◆ TASK LIST
a. According to the blog post, why did the writer have to practically beg the boss for permission to invite a religion scholar?
b. Continue the blog post about the show taping and July 4th past its last sentence.

◆ PASSAGE SHOWN
*** Block opens ***

Last year, I tried to talk my boss into booking today’s guest on one of our shows, after his third book landed on my desk and became an instant intellectual fascination for me.  When the poor man had to suffer through an interview so biased and unprofessional it went viral on YouTube (see below), I really wanted to get him in the chair to do it right.

Long story made short: after having to practically beg my boss for permission to invite a religion scholar (because that’s not a comfortable subject for a public affairs network that strives for political neutrality), the choice made everyone happy they came to work today.  It even had a few decidedly-secular crew members asking for whatever extra copies of his books might be lying around.  When audience, guest, boss and crew are on a high after three hours on the air, it’s an easy day to skip kung fu!

[If wondering why this post is so cryptic, there’s a whole department of people at the network that peruse the web looking for mention of our programming and guests we aired that day.  Since I prefer a measure of separation between the day job and the rest of my life, I don’t make it easy for the office folks to find my blog.  Unfortunately, that means a few extra thoughts and key strokes are required for readers to figure out what shows I produce for whom.  But I trust those interested in doing so won’t find it too taxing!]

 


The Works

The end of a long session of holiday training this morning – and without the staff, for a change.

(And for anyone wanting an update on White Eyebrow status, here’s a bit of the staff, too.  Here’s hoping I finally get the last third of the form in tomorrow’s class!)

The end of a beautiful day and evening, just five minutes down the street from the gym and around the corner from my house – the City of Baltimore’s contribution to the celebratory day.

I hope all had an enjoyable and safe July 4th!

*** Block closes ***

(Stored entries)
*** Block opens ***

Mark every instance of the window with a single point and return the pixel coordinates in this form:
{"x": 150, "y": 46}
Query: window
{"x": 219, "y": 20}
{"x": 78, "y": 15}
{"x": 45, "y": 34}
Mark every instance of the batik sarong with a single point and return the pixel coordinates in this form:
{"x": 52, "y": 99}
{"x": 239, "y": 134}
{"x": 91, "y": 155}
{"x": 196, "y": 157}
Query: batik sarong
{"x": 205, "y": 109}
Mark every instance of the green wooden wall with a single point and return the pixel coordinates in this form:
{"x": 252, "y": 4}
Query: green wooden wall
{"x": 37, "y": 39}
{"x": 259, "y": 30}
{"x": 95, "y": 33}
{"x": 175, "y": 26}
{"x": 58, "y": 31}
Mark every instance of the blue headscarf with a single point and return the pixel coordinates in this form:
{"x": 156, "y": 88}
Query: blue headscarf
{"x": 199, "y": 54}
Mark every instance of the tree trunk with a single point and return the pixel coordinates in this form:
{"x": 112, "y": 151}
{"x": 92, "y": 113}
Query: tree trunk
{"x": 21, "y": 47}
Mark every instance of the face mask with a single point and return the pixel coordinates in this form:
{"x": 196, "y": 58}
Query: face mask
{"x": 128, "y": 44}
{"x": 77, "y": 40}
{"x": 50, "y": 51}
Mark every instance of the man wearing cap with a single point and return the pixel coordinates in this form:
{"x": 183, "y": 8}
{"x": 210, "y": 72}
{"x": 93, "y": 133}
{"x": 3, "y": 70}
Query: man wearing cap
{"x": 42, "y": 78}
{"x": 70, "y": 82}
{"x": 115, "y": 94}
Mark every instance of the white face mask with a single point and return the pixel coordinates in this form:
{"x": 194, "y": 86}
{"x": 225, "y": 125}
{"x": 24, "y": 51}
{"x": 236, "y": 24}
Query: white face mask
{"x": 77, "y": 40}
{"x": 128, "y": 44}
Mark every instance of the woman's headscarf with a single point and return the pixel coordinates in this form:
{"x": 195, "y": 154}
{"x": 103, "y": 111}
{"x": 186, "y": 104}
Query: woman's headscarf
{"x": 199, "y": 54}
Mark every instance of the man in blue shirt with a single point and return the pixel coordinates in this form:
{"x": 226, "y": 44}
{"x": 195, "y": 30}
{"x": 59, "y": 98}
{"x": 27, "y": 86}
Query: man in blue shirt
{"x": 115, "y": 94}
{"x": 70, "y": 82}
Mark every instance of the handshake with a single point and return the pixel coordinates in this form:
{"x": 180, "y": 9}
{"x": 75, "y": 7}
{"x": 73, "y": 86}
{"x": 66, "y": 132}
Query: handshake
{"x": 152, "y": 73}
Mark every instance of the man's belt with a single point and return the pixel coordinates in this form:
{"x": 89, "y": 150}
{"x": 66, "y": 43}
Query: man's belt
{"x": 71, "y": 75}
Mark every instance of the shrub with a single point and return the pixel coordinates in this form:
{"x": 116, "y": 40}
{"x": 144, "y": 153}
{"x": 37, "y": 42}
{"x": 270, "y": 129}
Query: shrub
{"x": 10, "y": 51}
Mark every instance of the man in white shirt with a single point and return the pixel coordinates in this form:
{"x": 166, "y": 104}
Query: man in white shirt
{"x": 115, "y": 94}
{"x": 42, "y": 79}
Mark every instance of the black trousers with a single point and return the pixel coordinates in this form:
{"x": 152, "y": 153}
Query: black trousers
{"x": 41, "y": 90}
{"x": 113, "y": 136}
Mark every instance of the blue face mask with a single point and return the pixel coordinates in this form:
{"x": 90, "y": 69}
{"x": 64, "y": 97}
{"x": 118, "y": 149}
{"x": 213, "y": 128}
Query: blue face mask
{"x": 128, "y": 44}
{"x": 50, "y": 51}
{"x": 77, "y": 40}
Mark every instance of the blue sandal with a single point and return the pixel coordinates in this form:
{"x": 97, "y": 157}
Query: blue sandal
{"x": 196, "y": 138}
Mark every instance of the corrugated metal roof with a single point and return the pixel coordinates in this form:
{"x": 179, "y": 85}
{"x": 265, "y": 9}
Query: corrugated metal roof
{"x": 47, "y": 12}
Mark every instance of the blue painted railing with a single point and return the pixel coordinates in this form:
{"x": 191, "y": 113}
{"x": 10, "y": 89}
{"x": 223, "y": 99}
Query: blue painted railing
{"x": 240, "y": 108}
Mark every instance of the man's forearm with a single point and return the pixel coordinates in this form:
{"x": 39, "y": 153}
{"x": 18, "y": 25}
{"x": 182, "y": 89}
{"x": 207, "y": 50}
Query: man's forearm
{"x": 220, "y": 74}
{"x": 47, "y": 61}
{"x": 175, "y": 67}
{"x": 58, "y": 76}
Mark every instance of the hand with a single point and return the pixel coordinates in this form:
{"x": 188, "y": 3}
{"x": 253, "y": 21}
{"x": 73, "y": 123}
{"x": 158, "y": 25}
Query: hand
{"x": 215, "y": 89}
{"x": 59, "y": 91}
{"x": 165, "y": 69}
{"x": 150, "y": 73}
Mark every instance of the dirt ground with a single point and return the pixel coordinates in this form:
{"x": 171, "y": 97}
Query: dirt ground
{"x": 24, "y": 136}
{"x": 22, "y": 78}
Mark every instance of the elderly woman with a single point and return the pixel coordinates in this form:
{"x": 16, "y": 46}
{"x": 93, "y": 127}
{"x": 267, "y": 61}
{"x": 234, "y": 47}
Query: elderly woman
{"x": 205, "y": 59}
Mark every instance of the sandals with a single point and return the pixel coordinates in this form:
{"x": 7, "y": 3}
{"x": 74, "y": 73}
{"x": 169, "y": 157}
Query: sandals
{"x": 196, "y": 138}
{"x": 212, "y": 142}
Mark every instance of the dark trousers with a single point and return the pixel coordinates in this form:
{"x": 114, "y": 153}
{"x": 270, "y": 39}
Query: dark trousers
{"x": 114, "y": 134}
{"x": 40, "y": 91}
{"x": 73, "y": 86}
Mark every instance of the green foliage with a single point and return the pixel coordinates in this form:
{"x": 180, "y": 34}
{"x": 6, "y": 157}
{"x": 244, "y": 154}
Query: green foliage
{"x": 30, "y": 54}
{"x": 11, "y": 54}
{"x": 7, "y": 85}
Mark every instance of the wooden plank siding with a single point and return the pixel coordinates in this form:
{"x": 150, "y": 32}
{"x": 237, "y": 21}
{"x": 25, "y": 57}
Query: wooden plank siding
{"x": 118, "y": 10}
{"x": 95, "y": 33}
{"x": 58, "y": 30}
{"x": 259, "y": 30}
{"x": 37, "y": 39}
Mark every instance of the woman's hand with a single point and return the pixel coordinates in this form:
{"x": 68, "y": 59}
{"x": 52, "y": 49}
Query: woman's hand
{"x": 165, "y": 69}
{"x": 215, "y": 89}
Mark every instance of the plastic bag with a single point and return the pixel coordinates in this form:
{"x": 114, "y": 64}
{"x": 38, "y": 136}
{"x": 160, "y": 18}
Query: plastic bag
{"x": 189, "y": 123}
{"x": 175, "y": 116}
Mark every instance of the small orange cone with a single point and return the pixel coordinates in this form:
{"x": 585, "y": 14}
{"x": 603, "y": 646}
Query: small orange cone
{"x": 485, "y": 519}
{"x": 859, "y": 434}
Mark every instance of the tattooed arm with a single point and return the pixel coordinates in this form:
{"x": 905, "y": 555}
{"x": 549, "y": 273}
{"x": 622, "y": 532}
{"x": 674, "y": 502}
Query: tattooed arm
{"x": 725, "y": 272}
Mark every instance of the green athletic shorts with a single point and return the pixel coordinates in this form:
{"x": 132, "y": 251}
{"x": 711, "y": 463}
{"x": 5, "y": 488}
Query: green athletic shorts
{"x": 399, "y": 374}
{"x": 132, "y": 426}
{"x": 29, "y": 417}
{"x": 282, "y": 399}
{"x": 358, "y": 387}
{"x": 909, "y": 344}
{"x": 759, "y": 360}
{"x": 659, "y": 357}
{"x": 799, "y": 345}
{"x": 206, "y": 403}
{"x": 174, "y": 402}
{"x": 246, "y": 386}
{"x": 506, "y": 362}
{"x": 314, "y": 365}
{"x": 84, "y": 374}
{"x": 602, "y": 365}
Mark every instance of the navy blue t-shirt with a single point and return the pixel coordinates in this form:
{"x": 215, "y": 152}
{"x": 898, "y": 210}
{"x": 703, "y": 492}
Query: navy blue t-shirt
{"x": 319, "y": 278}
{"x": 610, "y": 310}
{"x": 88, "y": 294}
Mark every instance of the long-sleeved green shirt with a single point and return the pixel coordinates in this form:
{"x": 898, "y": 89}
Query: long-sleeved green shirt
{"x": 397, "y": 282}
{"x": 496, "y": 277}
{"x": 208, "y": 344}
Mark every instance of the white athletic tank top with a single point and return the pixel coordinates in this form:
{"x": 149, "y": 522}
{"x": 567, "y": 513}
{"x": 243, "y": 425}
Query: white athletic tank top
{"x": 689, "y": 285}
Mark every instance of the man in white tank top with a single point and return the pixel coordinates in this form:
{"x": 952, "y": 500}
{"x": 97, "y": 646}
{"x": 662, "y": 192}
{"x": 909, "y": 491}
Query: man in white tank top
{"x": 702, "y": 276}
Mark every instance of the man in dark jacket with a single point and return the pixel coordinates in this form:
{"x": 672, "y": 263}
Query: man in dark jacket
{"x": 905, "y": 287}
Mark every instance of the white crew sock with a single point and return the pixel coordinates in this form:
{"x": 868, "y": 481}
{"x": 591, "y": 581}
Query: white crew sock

*** Block closes ***

◆ TASK-BY-TASK ANSWERS
a. Religion is not a comfortable subject for a public affairs network that strives for political neutrality.

b.
Film on My Car

Summer sucks.  I know I’m in the minority in this feeling, and I’m fully prepared for public protestations.  But I have reasons that should make sense to even the most profound lovers of the season.  Summer is too hot for this winter-born, Connecticut Yankee woman – an immovable fact of my entire existence, but certainly not the sole source of my summer doldrums.

This is also the time of year when most academicians are off from work and most politicians are, too.   This leaves all journalists but the White House press corps looking for news to cover and inevitably giving up, in favor of working on a long feature article or book – usually from their cabin or beach house, where the cell phone doesn’t get reception.  In short, from the July 4th holiday to Labor Day, Washington feels almost empty.  And that makes my job of producing a weekly television show with authors, politicians, journalists and professors extremely hard to do!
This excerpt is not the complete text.